-
Bug
-
Resolution: Unresolved
-
Major
-
4.22
Description of problem
The GCP zone selection logic in the CI step registry (ipi-conf-gcp-commands.sh) only filters out AI zones but does not check whether the requested machine type is actually available in each zone. This causes ARM64 jobs using t2a-standard-4 to fail when us-central1-c is selected, since that zone does not offer t2a instances.
The installer correctly validates zone availability and rejects the install with:
controlPlane.platform.gcp.type: Invalid value: "t2a-standard-4": instance type not available in zones: [us-central1-c]
The separate ipi-conf-gcp-zones-commands.sh step already has a get_zones_by_machine_type() function that handles this correctly, but it is not used by the main ipi-conf-gcp chain.
Version-Release number
4.22 (CI infrastructure, not version-specific)
How reproducible
Always (when us-central1-c is randomly selected as a zone, which happens frequently)
Steps to Reproduce
Run any GCP CI job that uses ARM64 control plane nodes (e.g. periodic-ci-openshift-multiarch-main-nightly-4.22-upgrade-from-stable-4.21-ocp-e2e-upgrade-gcp-ovn)
The ipi-conf-gcp-commands.sh step selects zones from the region using get_zones_from_region, which only excludes AI zones
If us-central1-c is selected, the installer fails validation because t2a-standard-4 is not available there
Actual results
Install fails with:
controlPlane.platform.gcp.type: Invalid value: "t2a-standard-4": instance type not available in zones: [us-central1-c]
The multi-a-a variant (all ARM64) has a 0/5 pass rate. The multi-x-ax variant (mixed) has 1/5 pass rate.
Expected results
Zone selection should only pick zones where the requested machine type is available. The install should proceed successfully.

* DATASET ROWS

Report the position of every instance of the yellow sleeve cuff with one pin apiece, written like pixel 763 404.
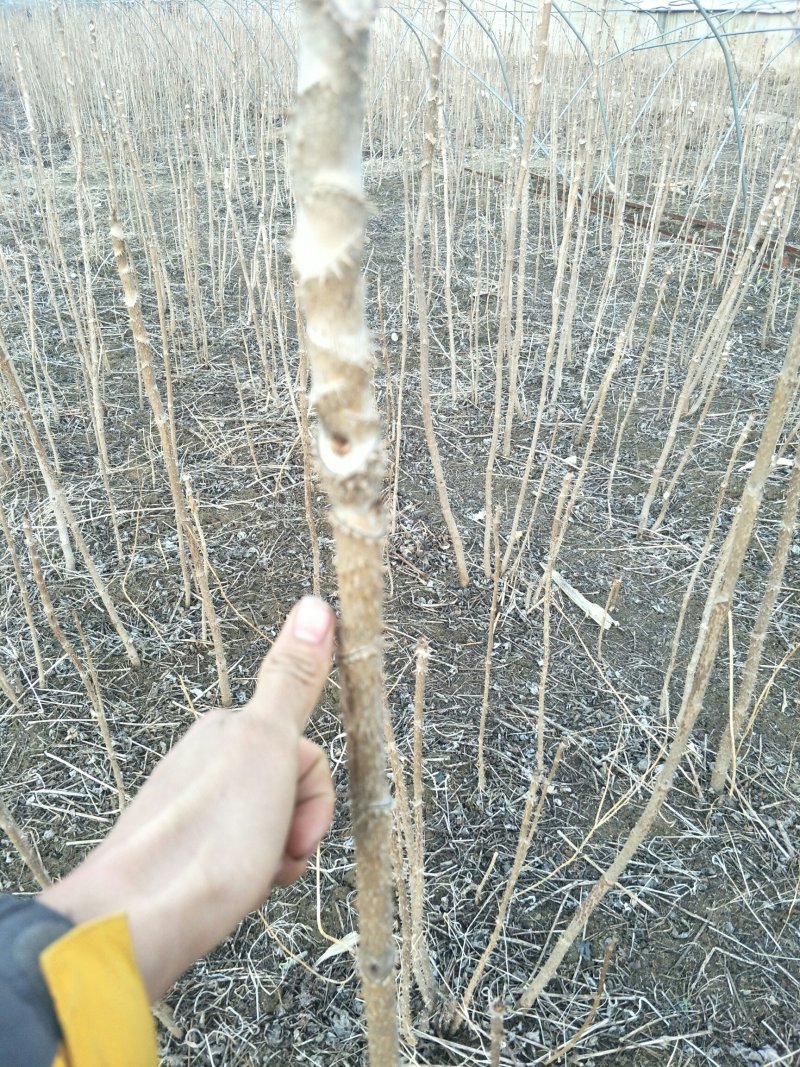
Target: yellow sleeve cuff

...

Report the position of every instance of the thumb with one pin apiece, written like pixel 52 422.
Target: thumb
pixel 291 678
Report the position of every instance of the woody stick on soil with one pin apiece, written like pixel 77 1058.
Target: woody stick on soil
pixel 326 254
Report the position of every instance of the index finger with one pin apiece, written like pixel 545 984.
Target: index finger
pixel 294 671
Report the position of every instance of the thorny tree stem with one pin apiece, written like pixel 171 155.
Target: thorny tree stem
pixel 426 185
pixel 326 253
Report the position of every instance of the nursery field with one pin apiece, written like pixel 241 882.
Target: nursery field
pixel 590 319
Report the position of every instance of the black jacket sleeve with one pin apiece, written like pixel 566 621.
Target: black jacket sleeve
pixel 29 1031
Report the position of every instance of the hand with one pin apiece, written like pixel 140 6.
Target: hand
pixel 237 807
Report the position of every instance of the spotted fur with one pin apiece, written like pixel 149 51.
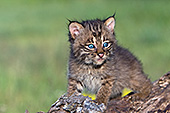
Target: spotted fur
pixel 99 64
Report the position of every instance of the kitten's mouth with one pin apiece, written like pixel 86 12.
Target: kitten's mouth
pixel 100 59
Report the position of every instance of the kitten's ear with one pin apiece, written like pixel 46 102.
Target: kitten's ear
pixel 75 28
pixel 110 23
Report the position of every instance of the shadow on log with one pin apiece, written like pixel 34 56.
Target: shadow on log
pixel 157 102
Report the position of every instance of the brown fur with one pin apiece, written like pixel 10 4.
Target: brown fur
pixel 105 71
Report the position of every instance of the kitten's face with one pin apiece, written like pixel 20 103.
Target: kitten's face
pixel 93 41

* GIVEN REQUEST 1
According to the bug report, why do ARM64 jobs using t2a-standard-4 fail when us-central1-c is selected? Answer in one to three sentences.
* GIVEN REQUEST 2
From the bug report, extract the passage between "Version-Release number" and "1/5 pass rate.", inclusive.
The items are separate material and do not relate to the bug report.

* TASK SOLUTION 1
The zone selection logic in ipi-conf-gcp-commands.sh filters out only AI zones and does not check whether the requested machine type is available in each zone. Because us-central1-c does not offer t2a instances, the installer's validation rejects the install when that zone is picked.

* TASK SOLUTION 2
Version-Release number
4.22 (CI infrastructure, not version-specific)
How reproducible
Always (when us-central1-c is randomly selected as a zone, which happens frequently)
Steps to Reproduce
Run any GCP CI job that uses ARM64 control plane nodes (e.g. periodic-ci-openshift-multiarch-main-nightly-4.22-upgrade-from-stable-4.21-ocp-e2e-upgrade-gcp-ovn)
The ipi-conf-gcp-commands.sh step selects zones from the region using get_zones_from_region, which only excludes AI zones
If us-central1-c is selected, the installer fails validation because t2a-standard-4 is not available there
Actual results
Install fails with:
controlPlane.platform.gcp.type: Invalid value: "t2a-standard-4": instance type not available in zones: [us-central1-c]
The multi-a-a variant (all ARM64) has a 0/5 pass rate. The multi-x-ax variant (mixed) has 1/5 pass rate.